Recorded data:
● ● ● ●
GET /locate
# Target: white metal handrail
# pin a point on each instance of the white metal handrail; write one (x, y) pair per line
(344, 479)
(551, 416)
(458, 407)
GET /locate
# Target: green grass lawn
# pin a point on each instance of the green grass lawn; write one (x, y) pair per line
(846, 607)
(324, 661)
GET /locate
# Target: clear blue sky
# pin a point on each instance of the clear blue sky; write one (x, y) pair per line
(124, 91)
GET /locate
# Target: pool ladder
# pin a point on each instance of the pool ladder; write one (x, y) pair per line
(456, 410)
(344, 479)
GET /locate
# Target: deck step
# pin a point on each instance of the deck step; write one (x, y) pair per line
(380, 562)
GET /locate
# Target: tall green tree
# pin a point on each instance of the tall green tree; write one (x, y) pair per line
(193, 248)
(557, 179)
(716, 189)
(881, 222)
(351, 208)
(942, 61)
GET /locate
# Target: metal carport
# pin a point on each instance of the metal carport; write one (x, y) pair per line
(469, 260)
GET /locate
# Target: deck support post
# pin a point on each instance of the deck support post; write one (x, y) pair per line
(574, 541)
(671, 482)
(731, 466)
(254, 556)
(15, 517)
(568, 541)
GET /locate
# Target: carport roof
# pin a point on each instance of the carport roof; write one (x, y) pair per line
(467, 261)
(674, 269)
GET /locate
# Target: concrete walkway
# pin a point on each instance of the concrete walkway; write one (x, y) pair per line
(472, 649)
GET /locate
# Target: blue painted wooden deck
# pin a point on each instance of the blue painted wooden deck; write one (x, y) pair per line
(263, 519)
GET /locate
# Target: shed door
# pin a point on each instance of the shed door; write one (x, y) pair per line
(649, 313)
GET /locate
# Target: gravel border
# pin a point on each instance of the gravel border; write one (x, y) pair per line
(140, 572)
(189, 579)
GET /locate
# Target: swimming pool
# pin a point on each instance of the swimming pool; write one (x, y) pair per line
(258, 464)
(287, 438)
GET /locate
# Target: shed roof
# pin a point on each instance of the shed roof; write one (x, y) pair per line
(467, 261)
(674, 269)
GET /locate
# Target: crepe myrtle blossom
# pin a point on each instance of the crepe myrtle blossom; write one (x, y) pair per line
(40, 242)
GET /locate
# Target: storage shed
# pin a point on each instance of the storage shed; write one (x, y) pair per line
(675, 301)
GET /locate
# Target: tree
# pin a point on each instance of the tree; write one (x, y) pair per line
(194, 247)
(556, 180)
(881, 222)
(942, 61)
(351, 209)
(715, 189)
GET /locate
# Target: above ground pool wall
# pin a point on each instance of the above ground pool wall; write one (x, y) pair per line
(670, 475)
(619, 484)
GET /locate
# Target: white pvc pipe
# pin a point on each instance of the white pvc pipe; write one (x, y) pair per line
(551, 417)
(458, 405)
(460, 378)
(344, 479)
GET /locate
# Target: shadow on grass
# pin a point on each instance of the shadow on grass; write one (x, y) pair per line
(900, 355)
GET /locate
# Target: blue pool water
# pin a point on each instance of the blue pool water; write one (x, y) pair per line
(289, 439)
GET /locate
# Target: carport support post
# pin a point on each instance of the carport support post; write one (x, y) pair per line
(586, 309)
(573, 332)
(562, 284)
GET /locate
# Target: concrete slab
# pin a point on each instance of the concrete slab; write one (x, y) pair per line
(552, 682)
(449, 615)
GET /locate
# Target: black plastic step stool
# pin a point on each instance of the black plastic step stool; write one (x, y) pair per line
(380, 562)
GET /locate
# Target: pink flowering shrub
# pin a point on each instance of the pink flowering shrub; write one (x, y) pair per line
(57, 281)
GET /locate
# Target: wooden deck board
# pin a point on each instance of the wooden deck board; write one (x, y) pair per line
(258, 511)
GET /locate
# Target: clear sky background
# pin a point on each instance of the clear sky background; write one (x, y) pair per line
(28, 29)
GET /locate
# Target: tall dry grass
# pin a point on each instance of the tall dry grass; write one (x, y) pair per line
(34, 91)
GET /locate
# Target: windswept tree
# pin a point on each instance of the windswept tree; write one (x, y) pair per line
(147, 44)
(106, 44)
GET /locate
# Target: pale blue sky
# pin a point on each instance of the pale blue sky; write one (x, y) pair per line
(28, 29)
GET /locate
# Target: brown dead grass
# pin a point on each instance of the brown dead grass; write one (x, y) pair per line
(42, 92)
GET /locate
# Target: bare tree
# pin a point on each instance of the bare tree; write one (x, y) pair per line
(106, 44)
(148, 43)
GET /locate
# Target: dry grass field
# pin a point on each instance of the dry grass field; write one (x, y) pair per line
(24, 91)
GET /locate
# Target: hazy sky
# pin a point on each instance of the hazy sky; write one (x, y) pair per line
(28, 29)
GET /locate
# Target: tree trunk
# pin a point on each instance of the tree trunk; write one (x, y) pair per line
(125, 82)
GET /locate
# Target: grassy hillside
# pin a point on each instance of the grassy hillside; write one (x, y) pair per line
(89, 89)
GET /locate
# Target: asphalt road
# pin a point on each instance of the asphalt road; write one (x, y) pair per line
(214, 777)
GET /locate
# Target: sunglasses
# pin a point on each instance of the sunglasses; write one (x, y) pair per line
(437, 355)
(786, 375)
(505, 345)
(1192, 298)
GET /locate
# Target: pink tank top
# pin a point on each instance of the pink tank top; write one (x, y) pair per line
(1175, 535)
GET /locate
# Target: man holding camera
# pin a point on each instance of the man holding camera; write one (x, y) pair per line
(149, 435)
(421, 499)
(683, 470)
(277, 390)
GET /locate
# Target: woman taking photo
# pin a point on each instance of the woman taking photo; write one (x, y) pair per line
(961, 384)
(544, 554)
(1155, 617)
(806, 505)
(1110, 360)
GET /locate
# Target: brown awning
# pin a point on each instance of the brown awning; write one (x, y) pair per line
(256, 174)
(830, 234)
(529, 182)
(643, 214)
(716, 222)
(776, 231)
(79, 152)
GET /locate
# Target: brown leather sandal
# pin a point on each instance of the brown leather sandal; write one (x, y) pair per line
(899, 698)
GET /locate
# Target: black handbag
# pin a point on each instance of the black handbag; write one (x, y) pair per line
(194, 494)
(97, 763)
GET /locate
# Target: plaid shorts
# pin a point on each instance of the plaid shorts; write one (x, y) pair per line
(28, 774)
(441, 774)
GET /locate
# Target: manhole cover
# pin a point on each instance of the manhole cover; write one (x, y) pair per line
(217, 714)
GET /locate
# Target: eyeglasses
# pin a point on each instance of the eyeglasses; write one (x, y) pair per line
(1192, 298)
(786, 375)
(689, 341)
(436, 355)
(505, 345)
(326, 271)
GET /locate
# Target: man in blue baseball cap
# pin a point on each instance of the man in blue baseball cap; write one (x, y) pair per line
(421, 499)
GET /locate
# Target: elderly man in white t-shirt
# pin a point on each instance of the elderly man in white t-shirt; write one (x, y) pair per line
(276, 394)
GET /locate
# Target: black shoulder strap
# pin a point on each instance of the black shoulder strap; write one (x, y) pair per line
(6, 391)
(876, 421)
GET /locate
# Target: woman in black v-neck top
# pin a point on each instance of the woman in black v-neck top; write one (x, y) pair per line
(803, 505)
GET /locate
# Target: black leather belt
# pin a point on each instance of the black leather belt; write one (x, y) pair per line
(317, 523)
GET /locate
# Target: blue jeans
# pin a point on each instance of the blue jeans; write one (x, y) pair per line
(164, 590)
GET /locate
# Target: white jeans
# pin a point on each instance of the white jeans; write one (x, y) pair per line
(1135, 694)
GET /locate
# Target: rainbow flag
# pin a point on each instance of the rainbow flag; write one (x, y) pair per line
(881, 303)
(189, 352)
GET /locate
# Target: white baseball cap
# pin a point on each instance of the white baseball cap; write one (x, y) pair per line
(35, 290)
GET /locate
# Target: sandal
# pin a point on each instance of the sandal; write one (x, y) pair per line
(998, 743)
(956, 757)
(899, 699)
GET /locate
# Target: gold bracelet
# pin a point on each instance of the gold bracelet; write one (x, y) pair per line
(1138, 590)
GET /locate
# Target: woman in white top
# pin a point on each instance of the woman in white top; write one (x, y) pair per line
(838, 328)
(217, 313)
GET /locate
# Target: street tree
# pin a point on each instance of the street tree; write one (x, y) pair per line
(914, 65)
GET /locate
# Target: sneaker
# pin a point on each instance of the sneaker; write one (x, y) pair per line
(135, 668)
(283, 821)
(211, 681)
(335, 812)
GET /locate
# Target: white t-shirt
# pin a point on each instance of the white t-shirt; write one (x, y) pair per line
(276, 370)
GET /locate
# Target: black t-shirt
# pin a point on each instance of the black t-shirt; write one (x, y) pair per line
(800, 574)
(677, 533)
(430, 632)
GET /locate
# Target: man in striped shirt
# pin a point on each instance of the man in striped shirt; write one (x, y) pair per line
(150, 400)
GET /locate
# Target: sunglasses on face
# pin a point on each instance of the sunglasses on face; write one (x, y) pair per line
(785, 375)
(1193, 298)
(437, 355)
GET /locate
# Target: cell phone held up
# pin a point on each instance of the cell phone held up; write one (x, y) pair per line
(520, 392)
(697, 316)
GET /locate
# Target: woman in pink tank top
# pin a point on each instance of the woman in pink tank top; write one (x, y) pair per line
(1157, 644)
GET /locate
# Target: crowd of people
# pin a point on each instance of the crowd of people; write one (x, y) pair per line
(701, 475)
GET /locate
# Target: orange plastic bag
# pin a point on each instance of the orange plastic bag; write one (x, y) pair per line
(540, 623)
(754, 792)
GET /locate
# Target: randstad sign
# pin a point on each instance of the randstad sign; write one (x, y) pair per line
● ● ● ●
The exercise:
Which lines in the material above contain the word "belt"? Copy each of those lines in full.

Written reply:
# Target: black leather belt
# pin a point on each instance of the black leather belt; write one (x, y) pair per line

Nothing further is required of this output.